■ Task to carry out ■
Could you retype the records below, starting at the line with "Target: white uniform jacket" and continuing through the end of the records, with that first line included and every line reproduced word for word?

## Begin Task data

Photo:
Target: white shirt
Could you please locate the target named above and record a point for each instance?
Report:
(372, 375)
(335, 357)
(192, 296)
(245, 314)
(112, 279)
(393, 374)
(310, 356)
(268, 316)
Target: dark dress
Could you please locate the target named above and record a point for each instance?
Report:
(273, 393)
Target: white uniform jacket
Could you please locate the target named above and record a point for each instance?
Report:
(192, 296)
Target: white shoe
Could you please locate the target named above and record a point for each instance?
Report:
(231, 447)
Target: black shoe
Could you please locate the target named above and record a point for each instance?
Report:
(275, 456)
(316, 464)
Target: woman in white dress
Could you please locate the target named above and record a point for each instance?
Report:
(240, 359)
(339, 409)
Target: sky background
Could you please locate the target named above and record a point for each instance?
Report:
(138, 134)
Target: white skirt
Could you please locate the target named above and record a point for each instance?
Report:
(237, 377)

## End Task data

■ Task result ■
Target: white uniform jacket
Could you please locate the target named above and record a point for each instance?
Report:
(192, 296)
Target: white shoe
Could you please locate the target named above and record a point for each instance?
Report:
(231, 447)
Target: black shoe
Could you please locate the target named above and record a point for each instance?
Report:
(275, 456)
(316, 464)
Target: woman in white dress
Could you please locate the target named above and record a point for each instance?
Report:
(240, 359)
(339, 409)
Target: sky background
Could you please locate the target named above and record a point for each instance?
Report:
(138, 134)
Target: white skirt
Could you please locate the target named above and record a point for each instance?
Report:
(237, 377)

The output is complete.